• **STATED EXERCISE 1**: Using the travel account below, decide whether each statement agrees with it: (a) The writer's big case was sent ahead the day before. (b) The train out of Tokyo departed late. (c) Mount Fuji was visible on the trip south from Tokyo. For each, answer yes or no and quote the words of the text that decide it.
• **STATED EXERCISE 2**: State how many lines of the records below contain the string "panel", counting case exactly, and give only the number.

• **SOURCE EXCERPT**:
Monday, 24 September 2007

Tokyo - Nagoya

Oigawa Steam Railway

Another busy day, up at 6.00 a.m., early breakfast, check out of the Imperial, with regret - I was very comfortable there. Travelling light, for a change, because I sent my big case ahead yesterday, as recommended by 'Inside Japan', who made all the bookings. Walked to Ginza subway station and travelled one stop to Tokyo Main Station. This time, I found my way to the Shinkansen platforms without much trouble but it was more through instinct than because of the signage. My tickets worked in the gate and I found my reserved seat without difficulty. We left on time. I was on train KODAMA 535. Because I was going to one of the non-major destinations, I was on a stopping bullet train. These stop at more stations and, whilst at the station, are passed by one or more through trains. In between these stops, they go like the clappers. Going South from Tokyo, its all quite built up, although you can often see wooded hills and mountains in the distance. No, we didnt see Mount Fuji. I gather that this is usually the case at this time of year.

• **ITEMS**:
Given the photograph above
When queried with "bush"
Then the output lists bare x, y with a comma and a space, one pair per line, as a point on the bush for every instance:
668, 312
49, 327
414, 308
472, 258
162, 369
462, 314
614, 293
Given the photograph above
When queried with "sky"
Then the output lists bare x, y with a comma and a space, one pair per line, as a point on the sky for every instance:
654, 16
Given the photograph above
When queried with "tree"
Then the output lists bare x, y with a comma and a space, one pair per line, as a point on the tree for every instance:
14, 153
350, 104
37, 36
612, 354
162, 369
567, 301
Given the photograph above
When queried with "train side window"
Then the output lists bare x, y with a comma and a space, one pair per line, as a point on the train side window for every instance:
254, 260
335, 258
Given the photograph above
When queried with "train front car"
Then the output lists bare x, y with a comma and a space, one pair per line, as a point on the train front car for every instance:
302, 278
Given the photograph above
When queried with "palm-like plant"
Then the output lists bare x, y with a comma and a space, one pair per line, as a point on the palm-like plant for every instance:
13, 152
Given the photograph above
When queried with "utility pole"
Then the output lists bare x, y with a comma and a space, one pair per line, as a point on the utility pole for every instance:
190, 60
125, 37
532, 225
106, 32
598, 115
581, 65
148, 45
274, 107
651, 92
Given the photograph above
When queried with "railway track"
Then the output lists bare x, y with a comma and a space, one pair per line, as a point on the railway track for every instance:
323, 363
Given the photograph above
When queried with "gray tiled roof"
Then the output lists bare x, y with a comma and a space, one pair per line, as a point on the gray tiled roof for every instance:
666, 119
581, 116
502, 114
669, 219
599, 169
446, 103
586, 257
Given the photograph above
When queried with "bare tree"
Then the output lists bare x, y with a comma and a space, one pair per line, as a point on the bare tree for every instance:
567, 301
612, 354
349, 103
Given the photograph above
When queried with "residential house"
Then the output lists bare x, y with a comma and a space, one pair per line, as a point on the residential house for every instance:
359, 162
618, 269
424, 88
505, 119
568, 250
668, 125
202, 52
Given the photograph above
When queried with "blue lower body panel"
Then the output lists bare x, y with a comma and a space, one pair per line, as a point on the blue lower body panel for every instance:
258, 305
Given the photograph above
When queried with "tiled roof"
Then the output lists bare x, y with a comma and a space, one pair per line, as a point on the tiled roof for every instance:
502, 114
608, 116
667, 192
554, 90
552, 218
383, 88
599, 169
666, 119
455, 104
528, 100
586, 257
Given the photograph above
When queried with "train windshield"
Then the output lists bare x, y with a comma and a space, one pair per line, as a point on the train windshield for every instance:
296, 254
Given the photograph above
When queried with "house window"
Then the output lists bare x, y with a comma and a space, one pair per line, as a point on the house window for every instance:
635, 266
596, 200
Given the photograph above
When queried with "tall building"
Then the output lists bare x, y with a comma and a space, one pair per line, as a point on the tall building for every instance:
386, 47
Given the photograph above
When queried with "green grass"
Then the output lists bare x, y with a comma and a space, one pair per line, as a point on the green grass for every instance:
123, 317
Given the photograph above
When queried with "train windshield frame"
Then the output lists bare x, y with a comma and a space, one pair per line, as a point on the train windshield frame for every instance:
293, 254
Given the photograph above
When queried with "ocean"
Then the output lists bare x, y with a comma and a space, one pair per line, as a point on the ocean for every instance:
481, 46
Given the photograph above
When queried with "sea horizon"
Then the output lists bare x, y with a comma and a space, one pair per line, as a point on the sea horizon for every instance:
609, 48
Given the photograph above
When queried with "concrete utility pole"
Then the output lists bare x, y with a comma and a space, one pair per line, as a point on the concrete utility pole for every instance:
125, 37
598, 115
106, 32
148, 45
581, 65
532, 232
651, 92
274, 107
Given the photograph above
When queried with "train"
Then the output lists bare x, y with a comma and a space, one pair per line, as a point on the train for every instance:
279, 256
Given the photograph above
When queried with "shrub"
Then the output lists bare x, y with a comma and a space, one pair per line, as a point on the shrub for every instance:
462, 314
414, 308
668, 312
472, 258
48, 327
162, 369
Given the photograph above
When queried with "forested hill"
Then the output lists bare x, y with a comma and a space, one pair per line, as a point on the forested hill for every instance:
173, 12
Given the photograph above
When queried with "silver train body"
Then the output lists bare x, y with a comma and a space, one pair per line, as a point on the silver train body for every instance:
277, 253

• **FULL RESPONSE 1**:
(a) Yes: "I sent my big case ahead yesterday"
(b) No: "We left on time."
(c) No: "No, we didnt see Mount Fuji."

• **FULL RESPONSE 2**: 2